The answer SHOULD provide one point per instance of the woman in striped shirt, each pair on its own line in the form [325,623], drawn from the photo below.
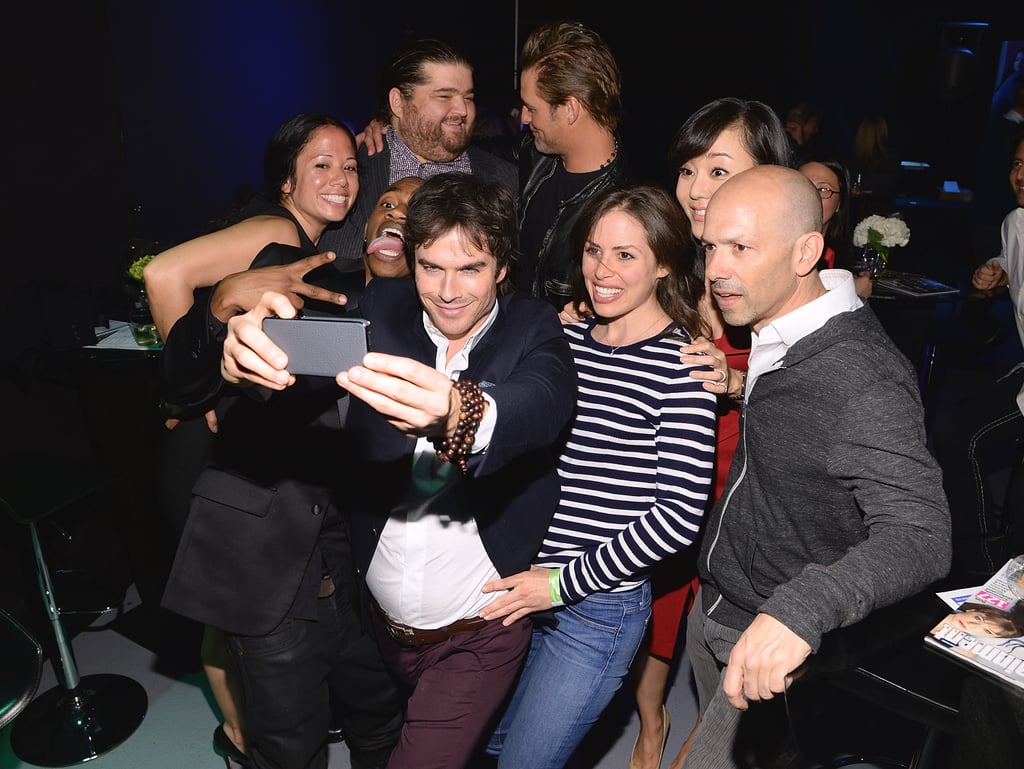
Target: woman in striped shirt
[636,471]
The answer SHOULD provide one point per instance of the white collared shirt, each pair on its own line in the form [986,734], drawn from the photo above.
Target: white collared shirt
[768,347]
[428,569]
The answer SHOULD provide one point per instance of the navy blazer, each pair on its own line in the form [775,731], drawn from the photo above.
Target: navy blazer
[524,364]
[346,240]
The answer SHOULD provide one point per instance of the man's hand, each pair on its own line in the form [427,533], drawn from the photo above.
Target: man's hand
[527,592]
[721,379]
[372,136]
[241,292]
[988,275]
[762,661]
[249,353]
[570,314]
[416,398]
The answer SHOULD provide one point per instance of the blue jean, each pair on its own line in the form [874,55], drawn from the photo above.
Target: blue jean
[572,671]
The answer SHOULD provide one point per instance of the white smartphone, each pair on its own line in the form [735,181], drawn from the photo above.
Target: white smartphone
[320,345]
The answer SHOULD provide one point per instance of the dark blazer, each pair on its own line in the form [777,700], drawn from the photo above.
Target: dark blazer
[262,525]
[524,364]
[345,239]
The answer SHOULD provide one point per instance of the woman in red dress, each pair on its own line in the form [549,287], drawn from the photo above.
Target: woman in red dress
[717,141]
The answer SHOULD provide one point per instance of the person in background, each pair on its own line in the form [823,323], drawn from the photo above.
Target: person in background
[453,420]
[991,200]
[875,165]
[309,165]
[425,121]
[803,122]
[570,88]
[777,572]
[833,182]
[990,420]
[720,139]
[636,472]
[832,179]
[1003,97]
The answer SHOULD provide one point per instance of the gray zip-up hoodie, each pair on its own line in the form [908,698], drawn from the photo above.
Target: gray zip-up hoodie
[834,506]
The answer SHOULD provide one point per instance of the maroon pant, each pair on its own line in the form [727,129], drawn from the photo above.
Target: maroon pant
[457,687]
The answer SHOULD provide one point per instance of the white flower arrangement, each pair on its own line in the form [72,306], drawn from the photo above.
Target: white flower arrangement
[882,233]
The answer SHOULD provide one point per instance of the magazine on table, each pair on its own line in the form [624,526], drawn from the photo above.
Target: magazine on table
[985,628]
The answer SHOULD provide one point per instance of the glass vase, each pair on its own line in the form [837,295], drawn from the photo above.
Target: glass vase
[140,321]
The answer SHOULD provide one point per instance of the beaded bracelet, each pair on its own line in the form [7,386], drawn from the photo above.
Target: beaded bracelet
[457,447]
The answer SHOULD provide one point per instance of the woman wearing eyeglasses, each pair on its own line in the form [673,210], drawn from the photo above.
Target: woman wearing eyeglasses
[832,179]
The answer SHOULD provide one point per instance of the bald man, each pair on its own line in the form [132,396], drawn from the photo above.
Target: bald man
[834,506]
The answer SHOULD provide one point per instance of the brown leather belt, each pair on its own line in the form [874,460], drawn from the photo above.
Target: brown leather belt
[414,637]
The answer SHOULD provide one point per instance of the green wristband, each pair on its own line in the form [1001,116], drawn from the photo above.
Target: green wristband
[554,588]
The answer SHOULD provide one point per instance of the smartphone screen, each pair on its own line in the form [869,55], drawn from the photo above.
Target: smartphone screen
[320,346]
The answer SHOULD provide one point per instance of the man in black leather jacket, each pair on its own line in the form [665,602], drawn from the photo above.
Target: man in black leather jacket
[570,90]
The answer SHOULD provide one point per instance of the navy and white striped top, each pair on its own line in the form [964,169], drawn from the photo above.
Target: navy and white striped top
[638,466]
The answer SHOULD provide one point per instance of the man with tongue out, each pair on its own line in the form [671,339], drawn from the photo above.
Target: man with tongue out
[384,232]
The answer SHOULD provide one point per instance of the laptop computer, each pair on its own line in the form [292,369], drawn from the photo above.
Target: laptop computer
[910,284]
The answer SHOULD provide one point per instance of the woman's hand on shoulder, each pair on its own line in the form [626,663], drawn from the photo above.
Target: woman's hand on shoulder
[704,352]
[526,592]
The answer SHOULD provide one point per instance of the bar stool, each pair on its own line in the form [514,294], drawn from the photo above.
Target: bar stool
[20,668]
[84,716]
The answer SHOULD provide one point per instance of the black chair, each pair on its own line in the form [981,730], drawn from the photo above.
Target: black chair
[84,716]
[20,668]
[880,668]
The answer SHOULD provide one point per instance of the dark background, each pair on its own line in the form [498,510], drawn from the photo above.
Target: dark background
[134,122]
[141,120]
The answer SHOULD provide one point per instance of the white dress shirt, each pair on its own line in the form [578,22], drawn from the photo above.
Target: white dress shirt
[428,569]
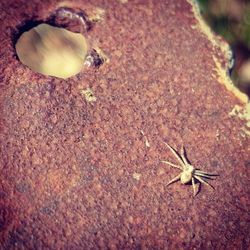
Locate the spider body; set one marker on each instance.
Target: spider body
(189, 172)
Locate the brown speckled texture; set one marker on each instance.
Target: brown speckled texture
(78, 175)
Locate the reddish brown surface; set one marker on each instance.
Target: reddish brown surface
(67, 165)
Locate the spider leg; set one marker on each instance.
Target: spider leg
(175, 154)
(183, 157)
(203, 181)
(174, 180)
(206, 173)
(173, 165)
(193, 184)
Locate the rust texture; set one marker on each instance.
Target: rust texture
(77, 174)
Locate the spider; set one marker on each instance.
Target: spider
(189, 173)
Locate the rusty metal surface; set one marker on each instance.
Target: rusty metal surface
(80, 175)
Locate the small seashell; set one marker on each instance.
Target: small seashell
(52, 51)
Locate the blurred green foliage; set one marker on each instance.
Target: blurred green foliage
(231, 20)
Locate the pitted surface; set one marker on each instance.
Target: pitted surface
(80, 175)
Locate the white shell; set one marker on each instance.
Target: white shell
(52, 51)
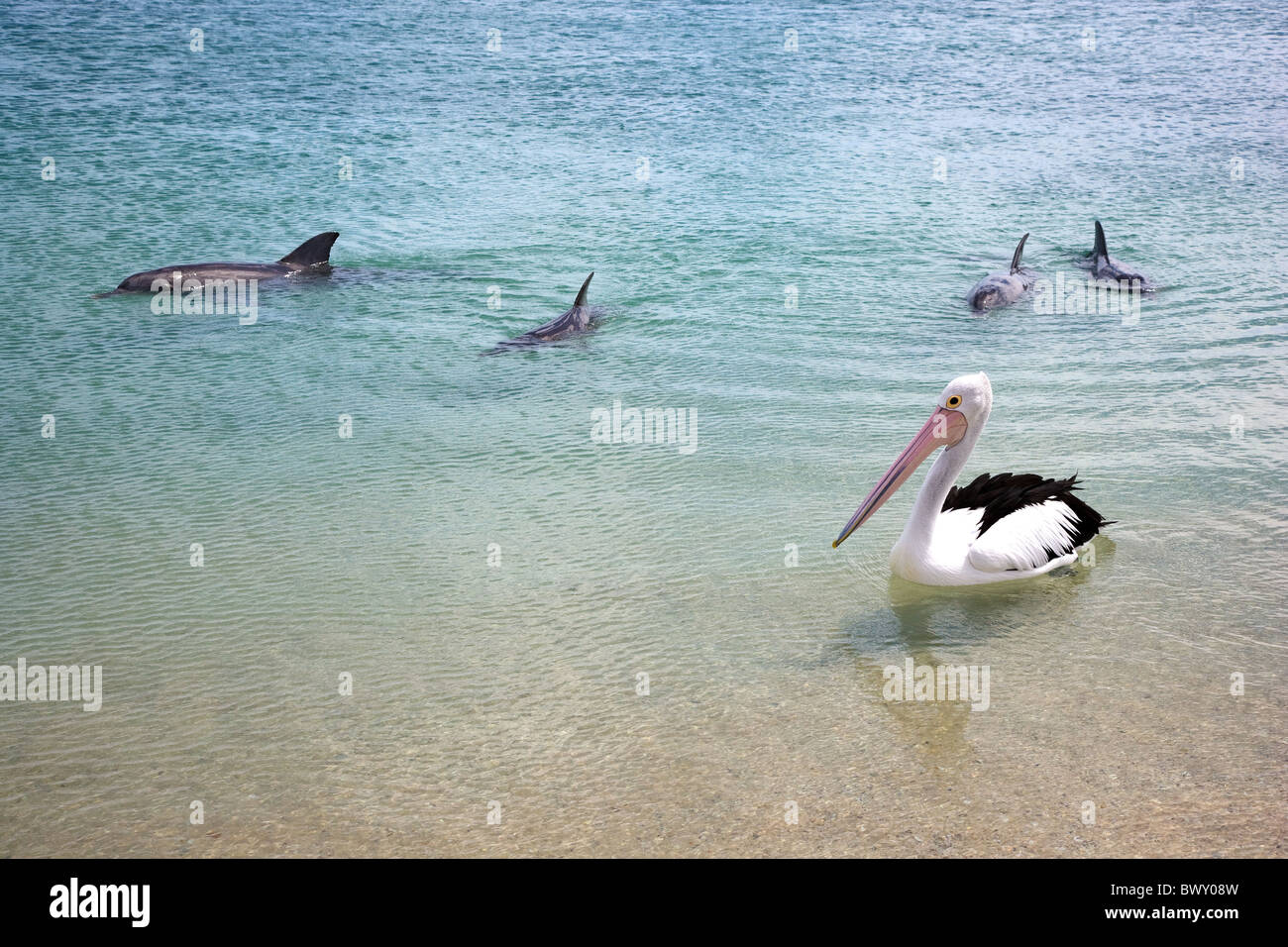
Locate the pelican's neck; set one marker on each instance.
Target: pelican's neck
(941, 476)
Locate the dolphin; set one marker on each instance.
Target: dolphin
(1001, 289)
(580, 318)
(310, 257)
(1106, 266)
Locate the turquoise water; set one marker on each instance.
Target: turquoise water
(515, 682)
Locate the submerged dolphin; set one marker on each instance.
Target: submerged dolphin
(1001, 289)
(1106, 266)
(313, 256)
(580, 318)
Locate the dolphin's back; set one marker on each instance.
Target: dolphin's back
(579, 318)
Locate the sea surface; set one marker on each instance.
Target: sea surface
(559, 646)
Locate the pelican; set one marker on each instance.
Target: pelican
(995, 528)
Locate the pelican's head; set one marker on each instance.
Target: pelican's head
(962, 406)
(970, 395)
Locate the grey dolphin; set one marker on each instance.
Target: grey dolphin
(1001, 289)
(313, 256)
(579, 318)
(1106, 266)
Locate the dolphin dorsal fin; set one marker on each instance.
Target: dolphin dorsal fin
(312, 252)
(581, 292)
(1019, 252)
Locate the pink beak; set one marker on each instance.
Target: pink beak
(944, 429)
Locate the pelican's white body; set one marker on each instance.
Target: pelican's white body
(943, 547)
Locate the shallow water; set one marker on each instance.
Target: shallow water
(515, 682)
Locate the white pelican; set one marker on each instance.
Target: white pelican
(993, 530)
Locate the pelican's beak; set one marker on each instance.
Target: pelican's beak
(944, 429)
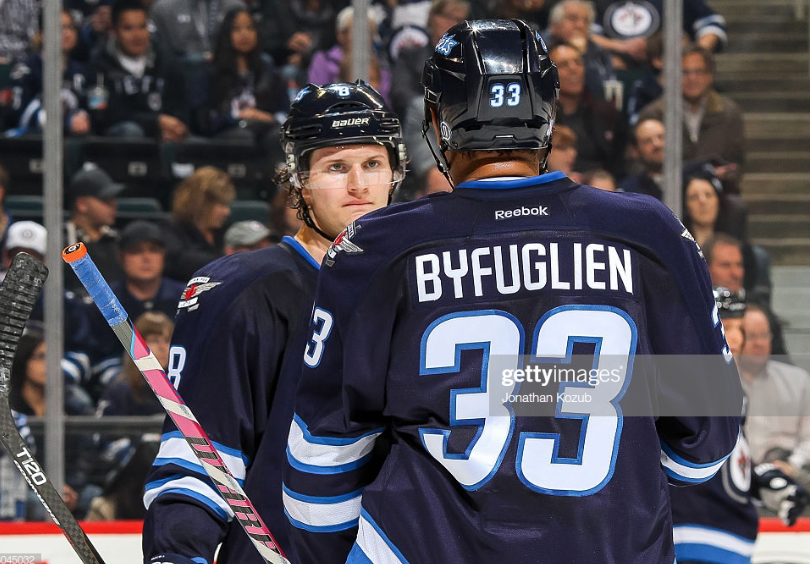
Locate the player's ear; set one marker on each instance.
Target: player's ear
(306, 195)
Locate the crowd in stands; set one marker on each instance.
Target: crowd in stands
(194, 71)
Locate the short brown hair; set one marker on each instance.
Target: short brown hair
(197, 194)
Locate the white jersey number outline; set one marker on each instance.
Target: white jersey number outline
(538, 464)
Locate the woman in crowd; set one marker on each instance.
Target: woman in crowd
(243, 96)
(28, 112)
(194, 233)
(708, 209)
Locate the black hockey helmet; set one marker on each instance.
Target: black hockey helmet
(729, 304)
(492, 86)
(340, 114)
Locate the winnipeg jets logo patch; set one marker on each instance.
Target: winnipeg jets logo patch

○ ○ ○ ○ ○

* **Request**:
Copy everything from the line containing "Locate the woman" down to the end of the records, replacing "black hockey helmet" with "dark hockey helmet" and leaving every other part unchanged.

* **Expected answer**:
Locate the woman in crowd; set one marker on each instance.
Target: woman in crowd
(243, 96)
(28, 112)
(194, 233)
(708, 209)
Locate the dark hockey helmet; set one marker on each instance.
Target: dark hockey helmet
(729, 304)
(492, 86)
(340, 114)
Locate the winnipeg jets logo patch; set one marker on each instance.
Target: winnipeg jets logo patch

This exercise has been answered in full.